> [Point labeling dataset excerpts]:
[Begin]
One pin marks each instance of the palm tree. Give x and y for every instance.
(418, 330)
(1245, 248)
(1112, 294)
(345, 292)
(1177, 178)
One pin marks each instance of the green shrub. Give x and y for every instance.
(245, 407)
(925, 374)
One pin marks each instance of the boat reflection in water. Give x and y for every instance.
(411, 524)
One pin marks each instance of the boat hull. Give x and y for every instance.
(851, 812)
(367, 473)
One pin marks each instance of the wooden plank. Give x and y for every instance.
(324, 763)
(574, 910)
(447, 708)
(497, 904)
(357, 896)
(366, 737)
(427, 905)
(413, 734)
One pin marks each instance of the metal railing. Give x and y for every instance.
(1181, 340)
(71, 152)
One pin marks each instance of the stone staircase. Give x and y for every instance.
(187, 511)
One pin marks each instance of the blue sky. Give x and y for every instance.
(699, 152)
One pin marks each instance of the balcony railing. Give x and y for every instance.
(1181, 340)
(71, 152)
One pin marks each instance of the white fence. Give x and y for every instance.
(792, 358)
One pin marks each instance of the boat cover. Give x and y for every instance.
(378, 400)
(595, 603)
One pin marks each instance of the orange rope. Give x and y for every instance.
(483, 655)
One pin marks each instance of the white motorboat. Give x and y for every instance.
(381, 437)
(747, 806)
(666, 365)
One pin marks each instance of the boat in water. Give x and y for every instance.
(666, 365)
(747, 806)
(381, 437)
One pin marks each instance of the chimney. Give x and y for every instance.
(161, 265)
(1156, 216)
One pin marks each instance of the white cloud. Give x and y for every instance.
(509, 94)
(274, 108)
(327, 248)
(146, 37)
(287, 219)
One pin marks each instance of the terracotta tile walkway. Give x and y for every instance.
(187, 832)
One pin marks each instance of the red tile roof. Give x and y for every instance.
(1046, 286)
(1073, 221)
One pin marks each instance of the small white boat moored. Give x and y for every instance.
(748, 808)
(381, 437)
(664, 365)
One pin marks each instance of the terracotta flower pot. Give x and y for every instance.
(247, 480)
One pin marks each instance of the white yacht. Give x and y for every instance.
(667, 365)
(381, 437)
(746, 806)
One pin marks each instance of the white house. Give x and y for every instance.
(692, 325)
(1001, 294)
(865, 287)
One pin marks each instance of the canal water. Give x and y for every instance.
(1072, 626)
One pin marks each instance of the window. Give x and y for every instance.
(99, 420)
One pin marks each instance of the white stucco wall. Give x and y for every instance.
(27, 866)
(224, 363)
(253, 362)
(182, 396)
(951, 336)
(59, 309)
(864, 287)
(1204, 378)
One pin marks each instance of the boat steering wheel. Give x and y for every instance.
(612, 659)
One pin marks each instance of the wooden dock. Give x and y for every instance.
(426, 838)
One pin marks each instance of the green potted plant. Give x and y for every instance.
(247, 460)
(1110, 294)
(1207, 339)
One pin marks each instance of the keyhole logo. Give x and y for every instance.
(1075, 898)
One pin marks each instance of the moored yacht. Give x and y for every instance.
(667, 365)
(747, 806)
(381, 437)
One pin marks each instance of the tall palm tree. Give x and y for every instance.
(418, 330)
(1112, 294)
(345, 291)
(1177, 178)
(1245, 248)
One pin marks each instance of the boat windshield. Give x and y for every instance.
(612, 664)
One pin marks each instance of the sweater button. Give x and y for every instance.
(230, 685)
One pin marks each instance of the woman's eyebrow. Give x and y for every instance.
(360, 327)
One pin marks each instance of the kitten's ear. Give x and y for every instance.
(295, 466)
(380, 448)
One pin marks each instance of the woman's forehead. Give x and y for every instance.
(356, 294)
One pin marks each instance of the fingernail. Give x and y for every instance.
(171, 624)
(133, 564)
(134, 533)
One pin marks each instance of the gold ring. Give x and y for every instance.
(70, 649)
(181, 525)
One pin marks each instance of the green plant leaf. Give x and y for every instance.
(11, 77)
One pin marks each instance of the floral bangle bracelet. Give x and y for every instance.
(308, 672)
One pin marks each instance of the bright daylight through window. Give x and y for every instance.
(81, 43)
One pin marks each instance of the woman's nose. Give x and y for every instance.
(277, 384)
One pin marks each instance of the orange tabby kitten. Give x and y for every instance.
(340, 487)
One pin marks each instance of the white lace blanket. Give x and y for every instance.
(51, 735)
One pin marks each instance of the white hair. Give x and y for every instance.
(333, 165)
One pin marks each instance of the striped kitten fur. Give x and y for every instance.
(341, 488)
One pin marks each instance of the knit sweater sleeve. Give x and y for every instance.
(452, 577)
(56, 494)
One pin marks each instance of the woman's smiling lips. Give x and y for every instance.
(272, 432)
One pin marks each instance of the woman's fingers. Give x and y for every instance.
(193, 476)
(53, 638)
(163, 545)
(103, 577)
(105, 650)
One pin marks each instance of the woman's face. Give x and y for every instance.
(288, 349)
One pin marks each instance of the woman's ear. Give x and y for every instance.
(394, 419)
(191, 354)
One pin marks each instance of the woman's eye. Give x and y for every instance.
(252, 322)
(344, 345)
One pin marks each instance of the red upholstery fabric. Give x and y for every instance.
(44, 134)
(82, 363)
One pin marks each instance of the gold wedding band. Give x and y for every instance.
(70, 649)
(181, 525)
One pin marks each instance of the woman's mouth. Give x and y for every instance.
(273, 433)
[End]
> [STATED TASK]:
Lay out the lines from the one containing "One pin marks each instance of the chimney." through the one containing "(1073, 221)" as a numbered list, skipping any blank lines. Include both of those lines.

> [RESULT OF THE TASK]:
1. One pin marks each instance of the chimney. Give x and y for every instance.
2. (161, 265)
3. (1156, 216)
4. One pin marks each instance of the white cloud. Give x and y for every instance.
5. (509, 94)
6. (274, 108)
7. (327, 248)
8. (146, 37)
9. (287, 219)
10. One pin marks each instance of the terracotta tile walkway. Give x and y for every instance.
11. (187, 832)
12. One pin marks each instance of the red tile roof. Give x and y for every instance.
13. (1046, 286)
14. (1073, 221)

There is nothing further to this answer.